What you have to do » Exact copies of all the entries are required.

Start of Block

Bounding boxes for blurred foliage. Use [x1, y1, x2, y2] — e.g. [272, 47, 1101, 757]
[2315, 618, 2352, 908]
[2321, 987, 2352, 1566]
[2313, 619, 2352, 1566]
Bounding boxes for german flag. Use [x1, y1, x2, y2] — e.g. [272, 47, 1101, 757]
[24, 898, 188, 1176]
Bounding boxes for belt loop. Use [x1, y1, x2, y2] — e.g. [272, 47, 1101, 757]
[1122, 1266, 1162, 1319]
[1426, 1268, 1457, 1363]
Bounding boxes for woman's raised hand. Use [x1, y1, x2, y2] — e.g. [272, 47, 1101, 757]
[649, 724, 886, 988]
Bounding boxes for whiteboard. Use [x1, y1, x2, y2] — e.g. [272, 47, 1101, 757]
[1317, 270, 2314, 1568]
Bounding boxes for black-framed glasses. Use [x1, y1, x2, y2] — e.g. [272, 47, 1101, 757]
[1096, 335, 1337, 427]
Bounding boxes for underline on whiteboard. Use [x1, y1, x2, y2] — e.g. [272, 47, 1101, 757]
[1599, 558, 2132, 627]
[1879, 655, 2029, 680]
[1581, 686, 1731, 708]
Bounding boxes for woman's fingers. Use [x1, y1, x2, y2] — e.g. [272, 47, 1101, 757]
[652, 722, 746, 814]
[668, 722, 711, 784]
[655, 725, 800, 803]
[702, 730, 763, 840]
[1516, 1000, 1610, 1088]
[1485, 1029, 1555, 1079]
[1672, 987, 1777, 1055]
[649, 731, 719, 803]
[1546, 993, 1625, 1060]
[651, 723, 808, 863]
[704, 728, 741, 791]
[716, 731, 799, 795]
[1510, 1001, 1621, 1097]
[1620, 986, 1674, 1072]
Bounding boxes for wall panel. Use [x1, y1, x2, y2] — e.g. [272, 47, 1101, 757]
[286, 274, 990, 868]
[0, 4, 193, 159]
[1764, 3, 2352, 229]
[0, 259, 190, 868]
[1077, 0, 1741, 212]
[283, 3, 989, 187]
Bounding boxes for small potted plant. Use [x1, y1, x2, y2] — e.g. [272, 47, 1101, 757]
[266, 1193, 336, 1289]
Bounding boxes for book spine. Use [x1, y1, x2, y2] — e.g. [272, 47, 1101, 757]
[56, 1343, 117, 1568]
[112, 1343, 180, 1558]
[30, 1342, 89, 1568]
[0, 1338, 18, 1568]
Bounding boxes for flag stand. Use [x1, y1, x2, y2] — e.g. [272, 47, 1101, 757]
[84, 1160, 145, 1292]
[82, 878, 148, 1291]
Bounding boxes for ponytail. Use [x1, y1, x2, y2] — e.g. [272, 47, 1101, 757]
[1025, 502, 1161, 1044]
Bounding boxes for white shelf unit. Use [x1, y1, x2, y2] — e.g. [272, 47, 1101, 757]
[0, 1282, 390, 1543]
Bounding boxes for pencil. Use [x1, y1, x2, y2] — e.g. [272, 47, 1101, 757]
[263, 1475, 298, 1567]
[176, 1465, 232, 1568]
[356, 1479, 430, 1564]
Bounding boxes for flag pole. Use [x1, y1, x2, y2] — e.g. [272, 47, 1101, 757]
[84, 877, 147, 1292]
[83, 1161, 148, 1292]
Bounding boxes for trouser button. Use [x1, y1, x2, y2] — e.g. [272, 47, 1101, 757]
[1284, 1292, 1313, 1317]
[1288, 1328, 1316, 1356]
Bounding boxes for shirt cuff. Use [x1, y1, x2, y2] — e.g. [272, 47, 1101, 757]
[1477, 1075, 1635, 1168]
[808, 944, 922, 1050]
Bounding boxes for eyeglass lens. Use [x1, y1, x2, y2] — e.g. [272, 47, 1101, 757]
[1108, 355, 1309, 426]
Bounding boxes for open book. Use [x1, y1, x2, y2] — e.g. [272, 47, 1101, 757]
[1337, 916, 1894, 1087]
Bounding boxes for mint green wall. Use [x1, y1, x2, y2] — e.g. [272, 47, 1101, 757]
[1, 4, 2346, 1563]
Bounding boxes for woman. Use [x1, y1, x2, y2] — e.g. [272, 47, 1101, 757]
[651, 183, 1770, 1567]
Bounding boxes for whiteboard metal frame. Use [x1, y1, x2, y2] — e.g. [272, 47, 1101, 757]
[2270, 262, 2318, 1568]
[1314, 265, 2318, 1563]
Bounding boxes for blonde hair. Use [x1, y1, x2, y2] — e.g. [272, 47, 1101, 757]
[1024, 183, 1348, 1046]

End of Block

Completed task »
Bounding boxes for blurred foliage. Use [x1, y1, x2, y2] — e.g. [272, 47, 1101, 757]
[2315, 618, 2352, 908]
[2321, 987, 2352, 1566]
[2313, 619, 2352, 1566]
Bounding boxes for german flag. Use [x1, y1, x2, y2] — e.g. [272, 47, 1101, 757]
[24, 898, 188, 1176]
Bounding boxes for belt loop. Use [x1, y1, x2, y2] — e.g. [272, 47, 1101, 757]
[1122, 1266, 1162, 1319]
[1426, 1268, 1457, 1363]
Bounding boxes for woman's raised hand. Use [x1, y1, x2, y2] — e.g. [272, 47, 1101, 757]
[649, 724, 886, 988]
Bounding boxes for whiteboard. Use [x1, y1, x2, y2] — e.g. [272, 47, 1101, 757]
[1317, 270, 2314, 1568]
Bounding boxes for black-framed glasses. Use [x1, y1, x2, y2] — e.g. [272, 47, 1101, 757]
[1096, 335, 1337, 427]
Bounding boxes for underline on whiteboard. Use [x1, y1, x2, y2] — e.g. [272, 47, 1101, 757]
[1599, 558, 2132, 627]
[1879, 655, 2029, 680]
[1581, 686, 1731, 708]
Bounding boxes for woman's fingers. Use [x1, y1, x2, y2] — e.g. [272, 47, 1101, 757]
[652, 722, 746, 814]
[668, 722, 711, 784]
[655, 725, 800, 803]
[702, 730, 763, 840]
[1516, 1000, 1610, 1088]
[1485, 1029, 1555, 1079]
[1672, 987, 1777, 1055]
[649, 731, 719, 803]
[1546, 993, 1625, 1060]
[651, 723, 808, 863]
[704, 728, 741, 791]
[716, 731, 799, 795]
[1510, 1001, 1621, 1097]
[1620, 986, 1674, 1072]
Bounding boxes for wall panel. Use [x1, y1, x2, y2] — e.g. [272, 47, 1101, 757]
[286, 274, 990, 868]
[0, 4, 193, 159]
[1764, 3, 2352, 229]
[0, 259, 190, 868]
[1077, 0, 1741, 212]
[283, 3, 989, 187]
Bounding boxes for small potted plant. Use [x1, y1, x2, y2] — e.g. [272, 47, 1101, 757]
[266, 1193, 336, 1289]
Bounding boxes for book spine. Use [x1, y1, x2, y2] — e.g. [272, 47, 1101, 757]
[56, 1343, 117, 1568]
[112, 1343, 180, 1558]
[30, 1342, 89, 1568]
[0, 1338, 18, 1568]
Bounding boxes for flag stand. Use [x1, y1, x2, y2] — e.g. [272, 47, 1101, 757]
[84, 1160, 145, 1292]
[82, 878, 148, 1291]
Bounding boxes for ponytail. Use [x1, y1, x2, y2] — e.g. [272, 47, 1101, 757]
[1025, 502, 1161, 1044]
Bounding boxes for white shelf unit. Use [x1, y1, x2, y2] — e.g. [272, 47, 1101, 757]
[0, 1282, 390, 1543]
Bounding boxes for pencil. Use [x1, y1, x2, y2] — e.g. [272, 47, 1101, 757]
[263, 1475, 298, 1567]
[176, 1465, 232, 1568]
[356, 1479, 430, 1564]
Bounding boxes for flag pole. Use [x1, y1, x2, y2] — e.g. [272, 47, 1101, 757]
[84, 877, 147, 1292]
[83, 1161, 148, 1292]
Bounding boxes for trouser button. Use [x1, y1, x2, y2] — e.g. [272, 47, 1101, 757]
[1284, 1292, 1313, 1317]
[1288, 1328, 1316, 1356]
Bounding boxes for shirt cuff. Use [x1, y1, x2, y2] — e.g. [272, 47, 1101, 757]
[1477, 1075, 1635, 1168]
[808, 944, 922, 1050]
Bounding boxes for eyeglass lens. Use [x1, y1, x2, y2] — e.g. [272, 47, 1101, 757]
[1108, 355, 1309, 426]
Bounding boxes for open book. Use [x1, y1, x2, y2] — e.g. [272, 47, 1101, 757]
[1337, 916, 1894, 1087]
Bounding boxes for mint green wall. Use [x1, y1, x2, y2] — e.g. [272, 47, 1101, 757]
[1, 4, 2346, 1563]
Bounding boxes for woman. Use [x1, y1, x2, y2] — e.g. [272, 47, 1101, 757]
[651, 183, 1770, 1567]
Bounding boxes for whiteboard metal frame. Use [x1, y1, x2, y2] — e.g. [272, 47, 1101, 757]
[2270, 262, 2318, 1568]
[1314, 265, 2318, 1563]
Bounding boxes for blonde hair. Use [x1, y1, x2, y2] — e.g. [272, 47, 1101, 757]
[1024, 183, 1348, 1046]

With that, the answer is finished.